● **Task directions**
Write what comes next in the MATLAB forum thread on floating-point overflow, picking up after its last sentence.
-- start Document extract --
If you aren't sure where to start because you're not familiar with how to write MATLAB code, I suggest you start with the MATLAB Onramp tutorial (https://www.mathworks.com/support/learn-with-matlab-tutorials.html) to quickly learn the essentials of MATLAB.
If you aren't sure where to start because you're not familiar with the mathematics you'll need to solve the problem, I recommend asking your professor and/or teaching assistant for help.
Assuming that you are asked to find the largest finite x with that property, as a hint: work in reverse to find a good starting point for your search.
Rik
Rik on 24 Mar 2021
Expanding on Steven's advice:
You could also carefully read the Wikipedia page for IEEE double precision floating point notation. That way you don't even have to empirically find what value is the largest x that will not overflow. Then you can test if that is true in Matlab.
-- end Document extract --
-- start Entries --
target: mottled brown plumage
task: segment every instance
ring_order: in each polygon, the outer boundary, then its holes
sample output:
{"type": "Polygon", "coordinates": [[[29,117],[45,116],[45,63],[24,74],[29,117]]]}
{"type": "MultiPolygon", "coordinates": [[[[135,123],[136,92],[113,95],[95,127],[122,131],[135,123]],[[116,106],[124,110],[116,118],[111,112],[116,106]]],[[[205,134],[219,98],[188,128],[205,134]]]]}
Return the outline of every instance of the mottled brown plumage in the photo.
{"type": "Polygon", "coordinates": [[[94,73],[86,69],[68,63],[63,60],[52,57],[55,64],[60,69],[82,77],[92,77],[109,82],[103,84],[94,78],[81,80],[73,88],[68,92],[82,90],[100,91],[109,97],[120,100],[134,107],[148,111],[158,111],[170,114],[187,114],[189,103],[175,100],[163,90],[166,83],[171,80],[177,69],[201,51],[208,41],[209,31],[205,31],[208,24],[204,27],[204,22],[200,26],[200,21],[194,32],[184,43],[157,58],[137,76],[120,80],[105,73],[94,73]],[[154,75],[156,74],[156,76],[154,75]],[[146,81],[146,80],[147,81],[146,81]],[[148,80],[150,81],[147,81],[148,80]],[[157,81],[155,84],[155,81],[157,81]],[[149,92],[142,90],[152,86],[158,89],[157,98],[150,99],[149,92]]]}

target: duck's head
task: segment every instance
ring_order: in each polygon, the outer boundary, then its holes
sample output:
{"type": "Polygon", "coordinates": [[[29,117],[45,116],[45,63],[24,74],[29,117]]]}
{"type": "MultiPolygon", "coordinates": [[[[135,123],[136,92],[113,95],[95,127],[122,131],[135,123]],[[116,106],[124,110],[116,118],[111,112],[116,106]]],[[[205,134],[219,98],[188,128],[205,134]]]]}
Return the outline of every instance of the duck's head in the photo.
-- end Entries --
● **Exercise answer**
Shiksha Pandey
Shiksha Pandey on 24 Mar 2021
Edited: Rik on 24 Mar 2021
This is what I have. I'm not sure if this is the best way to go though.
expn=0;
x=1:1000;
while expn < realmax
expn=(exp(x));
maxexpn = double(expn);
xx = double(log(maxexpn));
mexp = max(maxexpn(~isinf(maxexpn)));
mx = max(xx(~isinf(xx)))
abserr = abs(mexp-realmax)
relerr = (abs(mexp-realmax))/realmax
end
Is there a shorter way to go about it?
Rik
Rik on 24 Mar 2021
Ran in:
Ran in:
I don't really understand what you're attempting to do with the while loop, but yes, there is a faster way. It requires you to think a bit more.
log2(realmax)
ans = 1024
OK, so we are looking for x where e^x is at most 2^1024.
With a little bit of algebra that should not be too hard to solve. Can you see how?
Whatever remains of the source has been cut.